What to do:
A. In the Five Forces analysis of the automotive industry, what is the average cost of a round trip flight from Miami, Florida to Seattle, Washington?
B. Return the part of the automotive industry analysis from "Now we will" up to and including "in today's society.", copied exactly.

Supplied passage:
* Start *

Now we will take a look at the automotive industry through Michael Porters Five Forces Analysis model. There five different areas that influence an industry: (1) threat of substitutes; (2) barriers to entry, (3) supplier power, (4) buyer power; and (5) degree of rivalry. As we look at each of these areas we will learn what influences and drive the automotive industry in today's society.
Threat of Substitute Products
There are not many substitute products for automobiles. The most common substitutes are planes, trains, buses, walking, or riding bike. All of these different forms of transportation depend on the geographic location, availability and what the cost is resulting back to the consumer. In some cities such as New York or Chicago, a car is not as necessary. In cities such as those, the subway, bus, riding a bike or walking is the most effective means of transportation. This reduces the cost of paying for parking, not paying high gas prices and dealing with traffic within a larger city atmosphere, resulting in more free money and time on hand for the consumer. Taking the plane across the United States has even proven to be cheaper in some situations. The cost of a round trip flight From Miami, Florida to Seattle, Washington on average is about $600 (United Airlines). In this day and age you can't even drive for that amount of money. You have the cost of a hotels, gas, maintenance of the car and time to make the trip. There may also be some underlying social and cultural attitudes that keep people from owning automobiles in some parts of the world. Many nations are not as spread out or as mobile as the U.S. and individuals are constrained either by geography, race, class, or religion and the need for personal transportation is not as great. However, most individuals in today's society that has the ability and means to own a vehicle, along with living in a geographic location with the necessary means to travel (roads and fueling stations), will do so.
Barriers to Entry
The threat of new entrants to the automotive industry is fairly mild. The industry is very mature and it has successfully reached economies of scale. In order to compete in this industry a manufacture must be able to achieve economies of scale. For this to occur, manufacturers must mass-produce the automobiles so that they are affordable to the consumer. Another issue is that it takes an incredible amount of capital to manufacture the automobiles and to keep up with the research and development that is necessary for the innovation requirements. Access to distribution channels and government backing/support is another high barrier of entry to the auto industry. The product produced must meet all industry standards and test prior to it being placed in the market. Finally, a company must find a dealership to sell their automobiles or have their own dealership and if the new entrant is able to find a dealer, space would be very limited to present the automobile and the dealership would market their brands first for sale.

* End *

Data listing:
* Start *

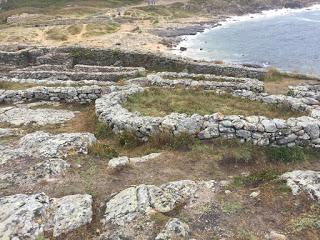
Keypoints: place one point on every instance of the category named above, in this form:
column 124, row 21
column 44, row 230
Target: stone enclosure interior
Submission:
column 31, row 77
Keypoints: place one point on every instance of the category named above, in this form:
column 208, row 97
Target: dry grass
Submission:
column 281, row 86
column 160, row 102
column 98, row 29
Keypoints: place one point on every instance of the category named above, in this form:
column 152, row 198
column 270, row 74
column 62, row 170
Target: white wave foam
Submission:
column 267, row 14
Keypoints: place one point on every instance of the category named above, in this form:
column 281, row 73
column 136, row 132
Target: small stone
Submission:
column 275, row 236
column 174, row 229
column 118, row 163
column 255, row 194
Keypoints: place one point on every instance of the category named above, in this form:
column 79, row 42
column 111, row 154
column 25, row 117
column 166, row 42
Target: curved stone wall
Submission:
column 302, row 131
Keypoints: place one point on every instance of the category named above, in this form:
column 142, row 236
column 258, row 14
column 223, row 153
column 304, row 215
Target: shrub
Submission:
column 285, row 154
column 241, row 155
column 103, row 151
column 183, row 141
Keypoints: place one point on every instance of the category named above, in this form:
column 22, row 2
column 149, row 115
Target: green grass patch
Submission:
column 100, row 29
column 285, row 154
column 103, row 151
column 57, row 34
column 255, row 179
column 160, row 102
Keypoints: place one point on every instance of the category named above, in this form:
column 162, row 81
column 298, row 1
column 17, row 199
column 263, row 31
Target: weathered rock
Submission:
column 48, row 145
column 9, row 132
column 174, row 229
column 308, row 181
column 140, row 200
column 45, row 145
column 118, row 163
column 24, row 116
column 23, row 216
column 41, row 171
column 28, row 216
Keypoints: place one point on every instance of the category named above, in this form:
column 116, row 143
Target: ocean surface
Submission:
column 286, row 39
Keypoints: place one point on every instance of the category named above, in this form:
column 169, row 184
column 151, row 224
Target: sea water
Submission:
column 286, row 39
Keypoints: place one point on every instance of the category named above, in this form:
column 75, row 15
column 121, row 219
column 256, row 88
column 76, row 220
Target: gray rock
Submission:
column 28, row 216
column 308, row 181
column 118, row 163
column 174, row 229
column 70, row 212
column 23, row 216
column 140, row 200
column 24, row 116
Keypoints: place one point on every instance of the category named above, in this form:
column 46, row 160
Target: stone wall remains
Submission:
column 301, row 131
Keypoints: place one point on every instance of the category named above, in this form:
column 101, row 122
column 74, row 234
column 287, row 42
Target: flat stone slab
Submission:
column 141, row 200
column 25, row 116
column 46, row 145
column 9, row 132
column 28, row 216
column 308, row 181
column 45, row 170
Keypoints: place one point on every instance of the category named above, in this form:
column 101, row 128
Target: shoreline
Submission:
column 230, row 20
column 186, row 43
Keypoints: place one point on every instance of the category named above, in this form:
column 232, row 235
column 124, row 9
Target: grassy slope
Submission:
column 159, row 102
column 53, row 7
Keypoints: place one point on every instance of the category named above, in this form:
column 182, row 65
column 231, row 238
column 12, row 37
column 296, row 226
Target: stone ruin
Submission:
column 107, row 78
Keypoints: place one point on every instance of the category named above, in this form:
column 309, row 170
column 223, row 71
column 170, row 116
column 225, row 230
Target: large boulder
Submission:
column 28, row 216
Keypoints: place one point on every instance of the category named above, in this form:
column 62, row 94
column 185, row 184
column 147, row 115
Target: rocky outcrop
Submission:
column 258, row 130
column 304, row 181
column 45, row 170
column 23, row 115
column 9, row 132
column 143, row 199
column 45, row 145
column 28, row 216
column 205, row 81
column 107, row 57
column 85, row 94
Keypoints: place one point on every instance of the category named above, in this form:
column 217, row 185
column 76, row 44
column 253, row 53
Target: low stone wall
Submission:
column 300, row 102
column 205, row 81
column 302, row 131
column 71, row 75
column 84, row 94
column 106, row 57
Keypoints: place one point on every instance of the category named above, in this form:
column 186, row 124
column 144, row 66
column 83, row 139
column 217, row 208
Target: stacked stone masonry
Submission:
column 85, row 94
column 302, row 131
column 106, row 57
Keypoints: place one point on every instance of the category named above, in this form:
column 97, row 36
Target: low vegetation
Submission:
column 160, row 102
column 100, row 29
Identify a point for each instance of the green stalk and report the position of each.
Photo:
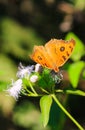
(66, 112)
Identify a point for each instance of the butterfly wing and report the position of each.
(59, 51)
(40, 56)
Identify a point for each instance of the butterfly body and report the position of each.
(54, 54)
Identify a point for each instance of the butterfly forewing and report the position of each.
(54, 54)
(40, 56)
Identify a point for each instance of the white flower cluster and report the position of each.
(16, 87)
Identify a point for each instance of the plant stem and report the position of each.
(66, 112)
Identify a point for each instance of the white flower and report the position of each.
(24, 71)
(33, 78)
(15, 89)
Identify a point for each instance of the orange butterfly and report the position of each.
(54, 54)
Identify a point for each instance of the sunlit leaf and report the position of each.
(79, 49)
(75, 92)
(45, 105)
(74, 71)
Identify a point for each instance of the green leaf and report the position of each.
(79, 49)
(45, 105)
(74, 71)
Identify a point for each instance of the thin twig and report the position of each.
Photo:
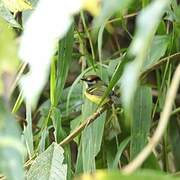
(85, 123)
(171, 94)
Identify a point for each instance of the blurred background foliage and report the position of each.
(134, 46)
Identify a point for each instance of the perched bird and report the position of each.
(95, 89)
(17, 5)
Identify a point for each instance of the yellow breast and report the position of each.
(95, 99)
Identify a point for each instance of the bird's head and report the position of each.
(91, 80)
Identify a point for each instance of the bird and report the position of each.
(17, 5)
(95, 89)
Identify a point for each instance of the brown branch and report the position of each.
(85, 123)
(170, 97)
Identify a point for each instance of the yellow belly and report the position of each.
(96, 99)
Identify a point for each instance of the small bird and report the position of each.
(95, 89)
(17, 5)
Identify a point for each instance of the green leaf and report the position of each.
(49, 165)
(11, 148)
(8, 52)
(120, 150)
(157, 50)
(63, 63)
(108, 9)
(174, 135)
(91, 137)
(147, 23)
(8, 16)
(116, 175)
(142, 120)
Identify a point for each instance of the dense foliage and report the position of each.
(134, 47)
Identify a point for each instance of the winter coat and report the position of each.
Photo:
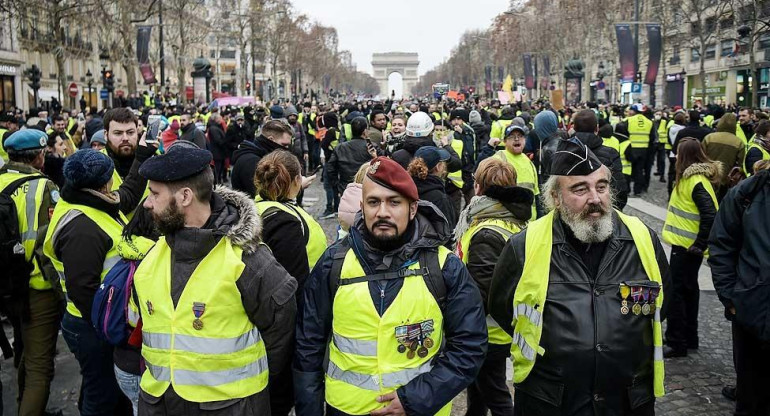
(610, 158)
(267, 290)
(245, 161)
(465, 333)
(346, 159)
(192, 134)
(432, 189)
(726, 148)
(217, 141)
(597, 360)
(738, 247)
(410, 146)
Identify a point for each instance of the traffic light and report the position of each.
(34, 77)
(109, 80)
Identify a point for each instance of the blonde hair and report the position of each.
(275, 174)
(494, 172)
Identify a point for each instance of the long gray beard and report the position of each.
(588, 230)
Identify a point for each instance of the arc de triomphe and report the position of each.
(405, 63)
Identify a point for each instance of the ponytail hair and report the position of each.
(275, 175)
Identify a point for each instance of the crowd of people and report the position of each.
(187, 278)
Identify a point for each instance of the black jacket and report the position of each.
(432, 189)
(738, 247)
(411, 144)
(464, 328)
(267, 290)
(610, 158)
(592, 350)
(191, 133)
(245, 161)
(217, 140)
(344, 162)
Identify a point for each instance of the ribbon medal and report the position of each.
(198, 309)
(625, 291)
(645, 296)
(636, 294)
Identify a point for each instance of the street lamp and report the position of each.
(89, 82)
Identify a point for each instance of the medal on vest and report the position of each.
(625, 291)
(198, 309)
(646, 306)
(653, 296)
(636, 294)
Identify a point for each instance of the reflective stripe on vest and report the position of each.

* End *
* Start *

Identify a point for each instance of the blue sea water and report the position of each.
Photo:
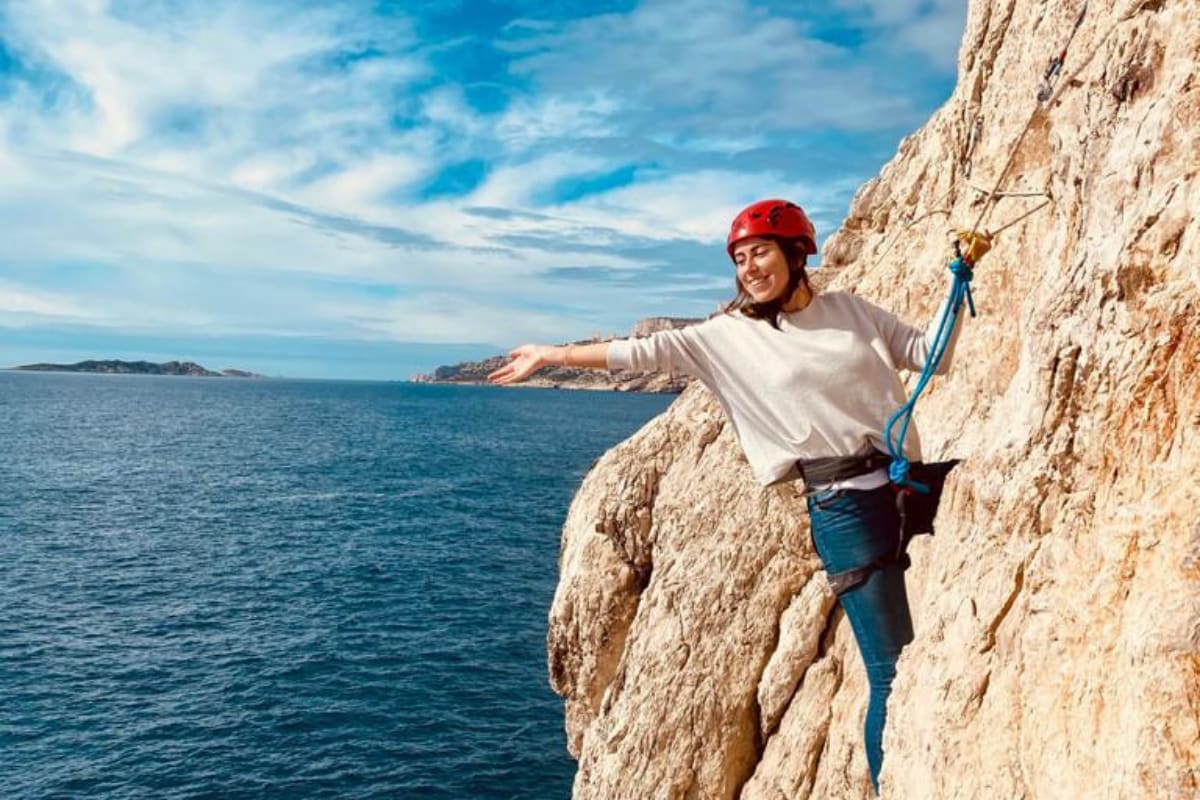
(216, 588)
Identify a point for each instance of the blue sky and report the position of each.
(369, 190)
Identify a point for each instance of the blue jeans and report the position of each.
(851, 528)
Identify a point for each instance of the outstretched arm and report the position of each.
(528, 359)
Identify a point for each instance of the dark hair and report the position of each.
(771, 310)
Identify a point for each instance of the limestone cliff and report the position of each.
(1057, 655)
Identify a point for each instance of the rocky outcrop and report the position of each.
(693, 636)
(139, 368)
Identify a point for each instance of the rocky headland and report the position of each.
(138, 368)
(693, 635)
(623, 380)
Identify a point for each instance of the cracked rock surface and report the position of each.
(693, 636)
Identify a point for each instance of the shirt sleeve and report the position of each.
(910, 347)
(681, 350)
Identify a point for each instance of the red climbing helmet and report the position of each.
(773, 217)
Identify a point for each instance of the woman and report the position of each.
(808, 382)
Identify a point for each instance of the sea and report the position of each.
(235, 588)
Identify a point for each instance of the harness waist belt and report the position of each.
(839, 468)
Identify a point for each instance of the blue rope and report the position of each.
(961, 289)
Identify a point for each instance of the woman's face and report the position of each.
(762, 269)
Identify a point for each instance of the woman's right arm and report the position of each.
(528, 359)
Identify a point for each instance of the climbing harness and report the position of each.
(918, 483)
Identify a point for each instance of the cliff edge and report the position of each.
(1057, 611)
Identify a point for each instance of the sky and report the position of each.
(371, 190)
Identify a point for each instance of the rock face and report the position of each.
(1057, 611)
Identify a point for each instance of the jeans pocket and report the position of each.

* End *
* Start *

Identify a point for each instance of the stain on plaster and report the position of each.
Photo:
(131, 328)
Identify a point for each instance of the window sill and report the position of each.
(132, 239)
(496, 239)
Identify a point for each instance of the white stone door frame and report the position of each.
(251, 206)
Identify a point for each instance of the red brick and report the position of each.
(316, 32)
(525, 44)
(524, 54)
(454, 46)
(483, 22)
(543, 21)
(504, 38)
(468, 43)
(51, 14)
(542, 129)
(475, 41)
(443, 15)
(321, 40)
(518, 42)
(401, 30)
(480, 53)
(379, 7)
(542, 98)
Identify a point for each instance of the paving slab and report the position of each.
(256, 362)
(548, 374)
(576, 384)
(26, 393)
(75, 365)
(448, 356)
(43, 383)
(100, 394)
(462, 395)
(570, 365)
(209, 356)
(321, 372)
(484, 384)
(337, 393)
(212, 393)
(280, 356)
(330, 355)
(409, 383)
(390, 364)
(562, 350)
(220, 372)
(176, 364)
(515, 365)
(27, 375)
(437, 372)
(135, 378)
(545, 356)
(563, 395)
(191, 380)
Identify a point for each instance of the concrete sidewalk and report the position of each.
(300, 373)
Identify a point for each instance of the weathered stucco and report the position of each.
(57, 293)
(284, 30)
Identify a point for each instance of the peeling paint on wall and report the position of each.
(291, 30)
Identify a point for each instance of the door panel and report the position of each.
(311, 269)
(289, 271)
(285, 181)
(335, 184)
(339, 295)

* End *

Answers below:
A. About $600.

B.
Now we will take a look at the automotive industry through Michael Porters Five Forces Analysis model. There five different areas that influence an industry: (1) threat of substitutes; (2) barriers to entry, (3) supplier power, (4) buyer power; and (5) degree of rivalry. As we look at each of these areas we will learn what influences and drive the automotive industry in today's society.